→ **Brief**
Repeat the records word for word, excluding any picture.

→ **Input rows**
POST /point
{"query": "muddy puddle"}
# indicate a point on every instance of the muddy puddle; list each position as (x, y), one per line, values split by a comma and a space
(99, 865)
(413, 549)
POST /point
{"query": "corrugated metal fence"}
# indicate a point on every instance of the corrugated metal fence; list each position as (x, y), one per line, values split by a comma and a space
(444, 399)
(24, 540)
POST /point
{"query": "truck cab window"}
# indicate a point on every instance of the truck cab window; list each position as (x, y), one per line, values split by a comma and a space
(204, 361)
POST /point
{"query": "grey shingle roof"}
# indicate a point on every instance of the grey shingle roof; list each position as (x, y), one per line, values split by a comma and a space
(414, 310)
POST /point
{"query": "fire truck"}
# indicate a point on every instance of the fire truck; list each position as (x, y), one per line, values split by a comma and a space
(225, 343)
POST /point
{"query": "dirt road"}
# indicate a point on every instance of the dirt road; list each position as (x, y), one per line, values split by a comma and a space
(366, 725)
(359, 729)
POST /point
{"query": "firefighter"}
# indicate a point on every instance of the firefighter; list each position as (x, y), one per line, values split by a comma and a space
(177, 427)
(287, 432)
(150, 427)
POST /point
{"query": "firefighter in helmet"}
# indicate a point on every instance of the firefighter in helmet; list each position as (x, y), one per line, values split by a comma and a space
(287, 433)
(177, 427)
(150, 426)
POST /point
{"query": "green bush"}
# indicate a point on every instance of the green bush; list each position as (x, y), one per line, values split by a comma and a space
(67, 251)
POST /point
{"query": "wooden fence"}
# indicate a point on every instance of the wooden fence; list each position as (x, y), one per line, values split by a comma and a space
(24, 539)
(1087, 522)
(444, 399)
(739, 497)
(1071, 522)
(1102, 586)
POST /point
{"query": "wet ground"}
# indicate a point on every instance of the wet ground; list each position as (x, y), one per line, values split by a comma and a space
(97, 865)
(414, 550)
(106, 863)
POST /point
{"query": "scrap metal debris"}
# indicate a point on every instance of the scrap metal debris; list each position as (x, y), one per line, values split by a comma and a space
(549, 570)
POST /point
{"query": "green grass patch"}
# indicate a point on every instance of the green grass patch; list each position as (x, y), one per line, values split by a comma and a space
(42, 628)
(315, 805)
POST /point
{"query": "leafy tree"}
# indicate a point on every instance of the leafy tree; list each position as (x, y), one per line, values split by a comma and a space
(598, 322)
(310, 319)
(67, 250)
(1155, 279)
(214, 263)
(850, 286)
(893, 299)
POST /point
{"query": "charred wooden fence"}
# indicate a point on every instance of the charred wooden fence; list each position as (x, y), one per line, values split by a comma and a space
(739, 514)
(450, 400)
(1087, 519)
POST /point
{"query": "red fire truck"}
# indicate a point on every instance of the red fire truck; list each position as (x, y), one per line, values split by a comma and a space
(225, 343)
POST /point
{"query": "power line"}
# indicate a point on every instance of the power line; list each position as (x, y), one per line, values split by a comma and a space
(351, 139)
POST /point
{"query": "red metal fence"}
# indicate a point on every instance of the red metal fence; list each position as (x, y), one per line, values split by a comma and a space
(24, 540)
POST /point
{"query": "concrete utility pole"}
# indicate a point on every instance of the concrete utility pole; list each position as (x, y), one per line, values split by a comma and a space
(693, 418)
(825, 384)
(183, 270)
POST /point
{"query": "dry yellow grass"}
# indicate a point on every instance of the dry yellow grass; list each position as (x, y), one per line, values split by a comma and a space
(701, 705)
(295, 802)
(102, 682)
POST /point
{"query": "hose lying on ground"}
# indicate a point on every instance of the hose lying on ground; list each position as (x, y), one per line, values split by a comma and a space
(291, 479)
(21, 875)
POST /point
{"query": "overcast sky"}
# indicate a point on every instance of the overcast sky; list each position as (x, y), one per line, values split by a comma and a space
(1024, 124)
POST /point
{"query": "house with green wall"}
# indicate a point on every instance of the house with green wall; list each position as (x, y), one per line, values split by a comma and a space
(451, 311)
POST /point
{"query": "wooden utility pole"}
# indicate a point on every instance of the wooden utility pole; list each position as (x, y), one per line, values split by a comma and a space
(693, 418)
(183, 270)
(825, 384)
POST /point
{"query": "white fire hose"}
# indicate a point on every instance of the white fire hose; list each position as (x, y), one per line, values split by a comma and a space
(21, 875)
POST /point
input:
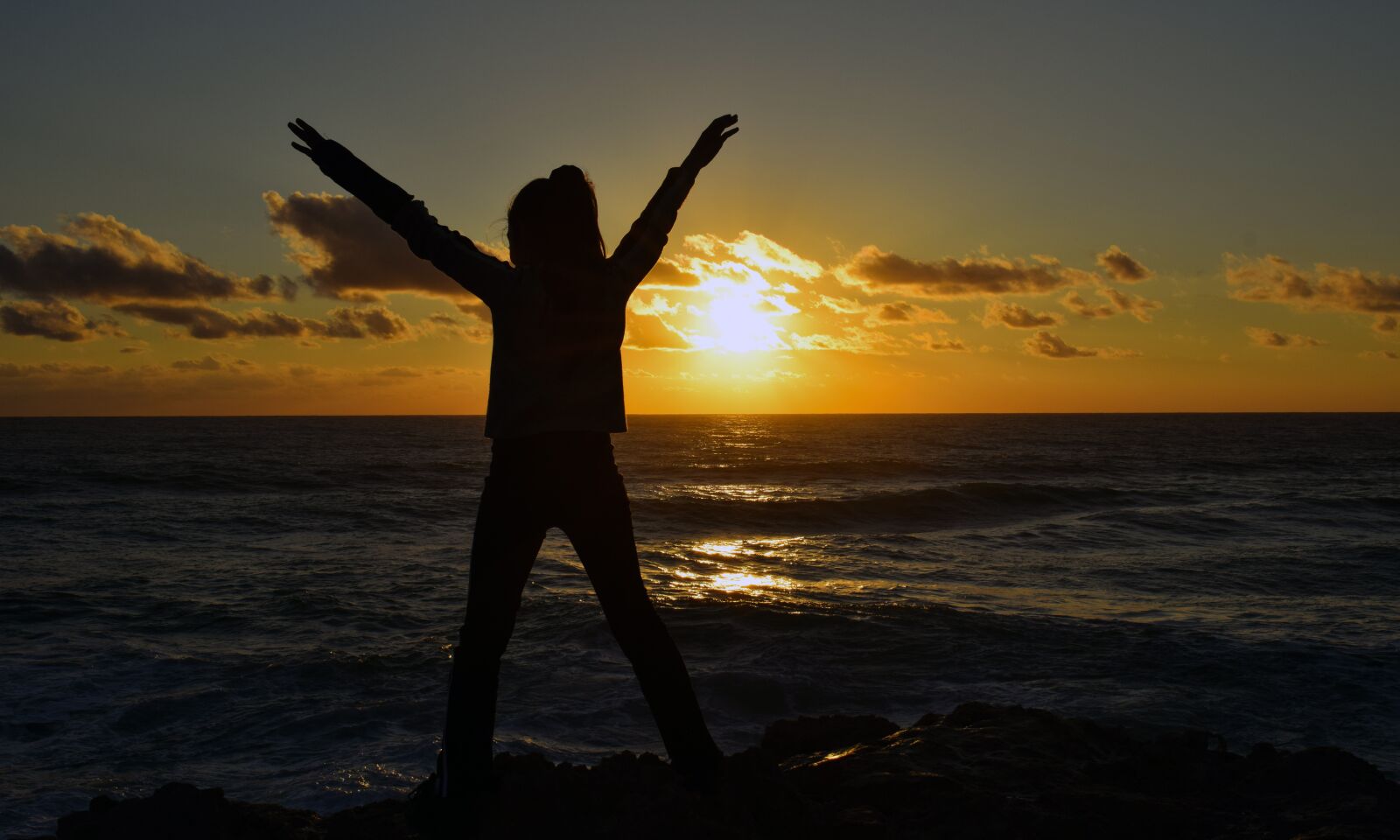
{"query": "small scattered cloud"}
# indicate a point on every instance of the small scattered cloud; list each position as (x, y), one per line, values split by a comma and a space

→ **Reply**
POST /point
{"query": "muddy puddle"}
# indicate a point on every instance of the muddy puddle; list each position as (x, y), one per line, values split by a comma and a space
(99, 865)
(413, 549)
POST /point
{"query": "corrugated metal fence"}
# indicate a point on every instance of the corrugated metal fence; list each position as (x, y), one per line, values split by a comma and a space
(444, 399)
(24, 540)
POST /point
{"query": "truck cab window"}
# indicate a point on every instance of the truck cab window; list each position as (x, y), one per line, values split by a comma and a space
(204, 361)
POST /point
{"query": "grey shingle roof"}
# indicate a point on every instance of the grey shingle roof; list each position as (x, y), one per line, values split by a comma and a space
(414, 310)
POST /point
{"query": "fire truck"}
# indicate a point on every instance of the fire truck; list each position as (x, y), one per line, values split by a comma and a space
(225, 343)
POST /point
{"query": "dirt road"}
# indicate a point on every instance of the dirt road; list each position as (x, y), one per line, values split by a comma and a space
(366, 725)
(359, 729)
POST /point
{"query": "firefighter"}
# indicate a point on every instance of the firefighter; list each position as (x, y), one per line, values split by a comma and a space
(177, 427)
(287, 432)
(150, 427)
POST /point
{"query": "firefighter in helmet"}
# indicate a point on every instance of the firefighter in helmet; list each position as (x, y), one per line, values split by a comma and a space
(287, 433)
(177, 427)
(150, 426)
POST /point
{"query": "green bush"}
# indicate a point on every instance of the green bush; list each position as (x, y), one per line, values split by a comma and a space
(67, 251)
POST /point
{"query": "wooden fence"}
# indicate a point on every instance of the wooden fence; list each position as (x, y), one per line, values split by a comma and a space
(24, 539)
(1087, 522)
(444, 399)
(739, 497)
(1071, 522)
(1102, 586)
POST /point
{"query": "wet ground"}
# indicate a point on every instance of the wet ground; list each position as (x, y), one per line, values split by a comma and a space
(97, 865)
(414, 550)
(106, 863)
POST /point
{"query": "scrap metal debris"}
# indicate a point on every instance of the scrap metal debris; list each position as (x, y), one per line, values split by a comma and a space
(549, 570)
POST /point
{"query": "green grass patch"}
# indicate a point on every instance of the green grass patch; list each position as (x, y), one per line, values split by a comma and a space
(42, 628)
(315, 805)
POST /point
{"query": "leafy tree"}
# indicate a point on every instance of the leafy tree; list each position as (x, y), one per line, values split by a comma and a space
(598, 322)
(310, 319)
(67, 250)
(1155, 279)
(214, 263)
(850, 286)
(893, 299)
POST /point
{"query": "charred wooden fence"}
# indicate a point on every instance of the charred wooden fence; list each position as (x, y), one per line, values split by a comma and a space
(739, 514)
(450, 400)
(1087, 519)
POST /point
{"query": "red fire truck"}
# indicate a point on every instance of the red fire truck; list each position as (x, y), one per line, values split by a comma and a space
(225, 343)
POST /point
{"query": "power line"}
# indicate a point on every instance of the power line; list each position as (x, y), one per line, values split by a comma and a space
(351, 139)
POST /point
{"query": "red metal fence"}
# indicate a point on every instance of the red metal fence; list each position as (x, y), one per line, values split by a comma and a space
(24, 540)
POST /point
{"query": "concrete utility pole"}
# indicate a point on every instance of the concrete utility pole; list each position as (x, y), one per line, values split by a comma and a space
(693, 418)
(825, 384)
(183, 270)
POST /point
{"query": "dry yellow grass"}
# indicate a point on every instance of the dry yellow grass; list each position as (x, y), one per line, values split by a comma and a space
(701, 705)
(295, 802)
(102, 682)
POST /point
{"query": "hose lying on ground"}
# indicate a point on every instance of the hose lying on ground; list each position as (x, y), one per line, values split by a comma and a space
(291, 479)
(21, 875)
POST /point
{"query": "overcast sky"}
# indicate a point on every instance of the overcast sky; list each position as (x, y), one per line, values split by a comma and a space
(1024, 124)
POST /point
{"query": "house with green wall"}
# indicate a point on every instance of the house with green wall; list each position as (x, y), one per line, values split by a comma and a space
(451, 311)
POST /point
{"query": "wooden utility pole"}
# indicate a point on every instance of the wooden utility pole; list each position as (x, y), one per line, values split by a comma and a space
(693, 418)
(183, 270)
(825, 384)
POST /point
{"query": "white fire hose"}
# indicate a point on every instance of the white fire hose; list each position as (x, y), one per line, values split by a comma and a space
(21, 875)
POST /point
input:
{"query": "small scattered cloud"}
# indicate a point on every instance of the small scattered cloud; list each position as (x, y), one per line, values split by a comma and a space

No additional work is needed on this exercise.